##### FRAGMENTO SELECCIONADO

Columna publicada el 19.04.18 en The Clinic.

La noticia del alarmante aumento de infectados por VIH ha vuelto a levantar la discusión sobre educación sexual en nuestro país. Especialistas y políticos han atribuido esta alza a la desinformación de la población, así como a la fuerza que tendrían ciertos grupos, principalmente conservadores, para imponer una “censura cultural” que impide difundir campañas e implementar políticas públicas eficaces.

Más allá de las responsabilidades y del curso de acción futuro para enfrentar aquello que los especialistas han descrito como una “epidemia”, situaciones graves como esta exigen, al menos, un intento por llegar al problema de fondo.

La discusión no debiera reducirse solo al ámbito de la política pública, pues, con independencia de las premisas de cada cual, pareciera haber acuerdo en torno al hecho de que la sexualidad pone en juego algo más profundo que la mera garantía de un espacio seguro. No obstante, ese punto se ve particularmente oscurecido en la discusión actual.

##########
##### DATOS PROPORCIONADOS

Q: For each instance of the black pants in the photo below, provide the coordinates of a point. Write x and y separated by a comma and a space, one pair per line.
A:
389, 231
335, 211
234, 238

##########

QUÉ SE PIDE:
a) Resume en menos palabras el párrafo de la columna que comienza con "La noticia del alarmante aumento", sin perder sus datos principales.
b) Transcribe sin cambios el fragmento de la columna que empieza con "Columna publicada el" y continúa hasta "problema de fondo.".
c) Según la columna, ¿por qué la discusión no debiera reducirse solo al ámbito de la política pública? Responde en una a tres oraciones.
Los registros son un material independiente de la columna.

SOLUCIONES:
a) El alarmante aumento de infectados por VIH reabrió el debate sobre educación sexual en el país. Especialistas y políticos lo atribuyen a la desinformación de la población y a la fuerza de ciertos grupos, sobre todo conservadores, que impondrían una "censura cultural" que impide difundir campañas e implementar políticas públicas eficaces.

b)
Columna publicada el 19.04.18 en The Clinic.

La noticia del alarmante aumento de infectados por VIH ha vuelto a levantar la discusión sobre educación sexual en nuestro país. Especialistas y políticos han atribuido esta alza a la desinformación de la población, así como a la fuerza que tendrían ciertos grupos, principalmente conservadores, para imponer una “censura cultural” que impide difundir campañas e implementar políticas públicas eficaces.

Más allá de las responsabilidades y del curso de acción futuro para enfrentar aquello que los especialistas han descrito como una “epidemia”, situaciones graves como esta exigen, al menos, un intento por llegar al problema de fondo.

c) Porque, con independencia de las premisas de cada cual, parece haber acuerdo en que la sexualidad pone en juego algo más profundo que la mera garantía de un espacio seguro.